Point labeling examples:
--- begin ---
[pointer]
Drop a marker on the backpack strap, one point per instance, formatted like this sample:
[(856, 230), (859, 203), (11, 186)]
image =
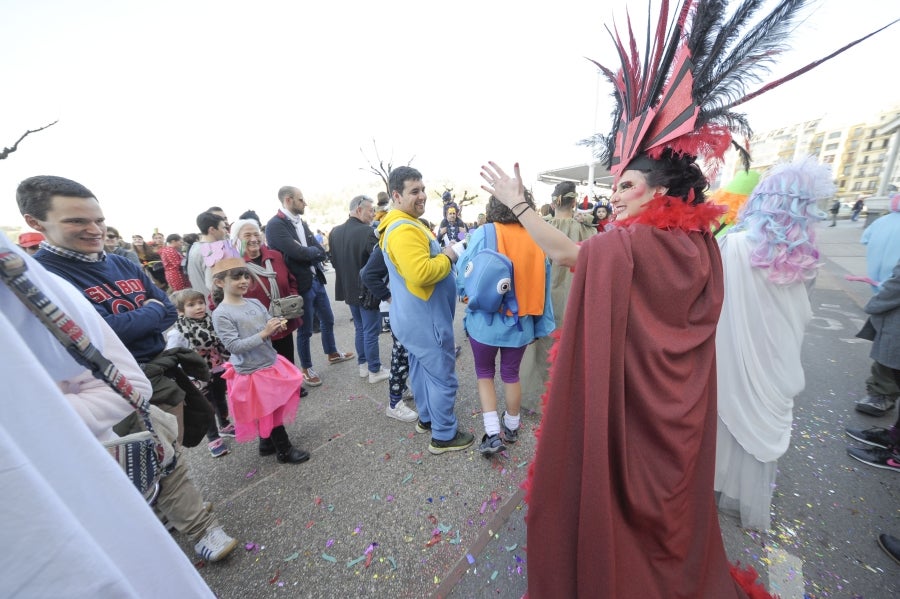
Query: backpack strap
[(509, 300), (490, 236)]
--- end ---
Exercise requirements:
Please reproduce all of the data above, requests included, shifting every coordinate in the answers by adding 102 to it while leaving the numbers in the requests and their format samples unchanged. Leave the pictures out of your answer.

Reply:
[pointer]
Drop a marker on the backpack strap, one point per instance, formatted like this sample:
[(856, 230), (859, 203), (11, 186)]
image =
Query: backpack strap
[(611, 402), (592, 338)]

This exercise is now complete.